Supplied material START

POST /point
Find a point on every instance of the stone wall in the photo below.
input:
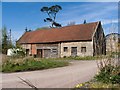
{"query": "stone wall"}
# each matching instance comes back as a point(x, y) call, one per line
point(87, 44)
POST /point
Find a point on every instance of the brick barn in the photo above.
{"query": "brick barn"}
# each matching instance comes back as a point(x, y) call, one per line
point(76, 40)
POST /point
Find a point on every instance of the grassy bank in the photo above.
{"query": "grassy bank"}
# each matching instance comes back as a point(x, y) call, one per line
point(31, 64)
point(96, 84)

Supplied material END
Supplied material START

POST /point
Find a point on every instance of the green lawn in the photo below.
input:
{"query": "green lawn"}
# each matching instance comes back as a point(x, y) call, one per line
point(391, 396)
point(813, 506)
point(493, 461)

Supplied material END

Over all the entries, say how many lines hold the string "above". The reply is the number alone.

2